Extracted information:

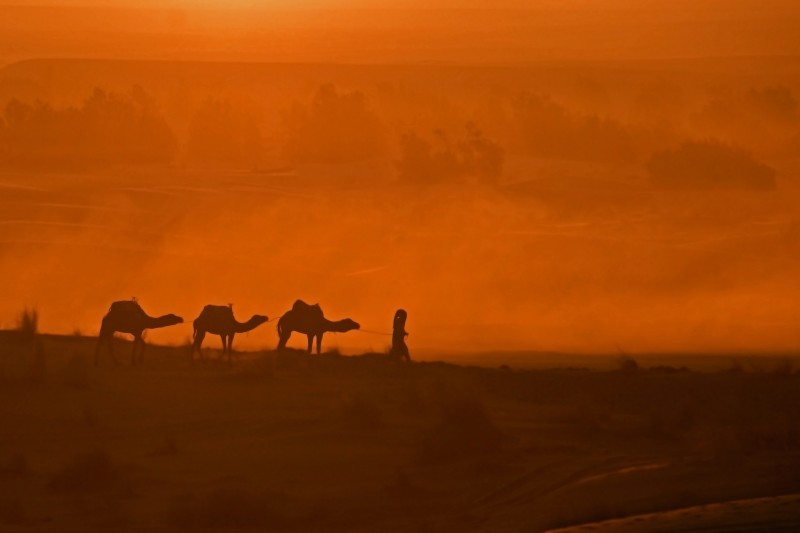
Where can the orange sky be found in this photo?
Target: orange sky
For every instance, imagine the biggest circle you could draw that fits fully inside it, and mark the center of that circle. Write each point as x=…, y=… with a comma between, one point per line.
x=573, y=250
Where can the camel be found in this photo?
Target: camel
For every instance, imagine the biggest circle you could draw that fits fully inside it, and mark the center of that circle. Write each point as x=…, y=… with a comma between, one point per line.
x=309, y=319
x=219, y=320
x=129, y=317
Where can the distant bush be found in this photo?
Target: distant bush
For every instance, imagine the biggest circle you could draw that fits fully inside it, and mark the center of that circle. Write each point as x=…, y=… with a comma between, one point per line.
x=548, y=129
x=107, y=128
x=709, y=165
x=627, y=363
x=337, y=127
x=220, y=133
x=472, y=156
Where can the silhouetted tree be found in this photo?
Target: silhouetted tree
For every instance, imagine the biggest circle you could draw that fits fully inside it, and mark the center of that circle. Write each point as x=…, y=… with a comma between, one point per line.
x=108, y=128
x=548, y=129
x=709, y=165
x=337, y=127
x=474, y=156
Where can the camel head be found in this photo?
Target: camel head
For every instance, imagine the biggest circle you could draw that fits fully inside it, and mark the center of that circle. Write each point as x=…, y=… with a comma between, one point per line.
x=257, y=320
x=346, y=325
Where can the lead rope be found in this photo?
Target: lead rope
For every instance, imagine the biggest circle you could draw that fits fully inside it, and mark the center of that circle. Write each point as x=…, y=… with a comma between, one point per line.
x=371, y=332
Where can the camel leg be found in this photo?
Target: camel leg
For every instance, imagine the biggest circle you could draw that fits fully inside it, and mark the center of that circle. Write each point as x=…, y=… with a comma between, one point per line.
x=230, y=345
x=284, y=338
x=111, y=349
x=142, y=346
x=137, y=339
x=198, y=344
x=97, y=350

Your instructions:
Set down exactly what runs from the line with "Where can the silhouetted" to the last line of the data above, including both of those lines and no others.

Correct output:
Where can the silhouetted tree be found in this photo?
Target: silhouetted tree
For every instance, imagine the biggest circle you could draw that fits fully inside it, and mark the center of that circle. Write each point as x=…, y=… with a comma between, one point per line.
x=108, y=128
x=548, y=129
x=709, y=165
x=337, y=127
x=474, y=156
Where can the camel head be found in this photo?
Target: camel head
For every instance, imagine the biggest circle you could draw that fits fully inside it, and mark the center of that circle. Write each point as x=…, y=… with a comma between, one point per line.
x=257, y=320
x=346, y=325
Where can the lead rope be found in this photo?
Target: lead rope
For every instance, imagine the biggest circle you could draw that fits fully inside it, and mark the center of that circle. Write each point as x=…, y=… with a comma between, one point per line.
x=371, y=332
Where can the camel leg be found in this photo?
Target: camel leg
For every instance, imagine the biggest circle you could draw that fits fully inside it, and mark the center of that circle. Write each point as x=…, y=… with a comma between, one point per line.
x=230, y=345
x=284, y=338
x=111, y=349
x=142, y=346
x=137, y=339
x=198, y=344
x=97, y=350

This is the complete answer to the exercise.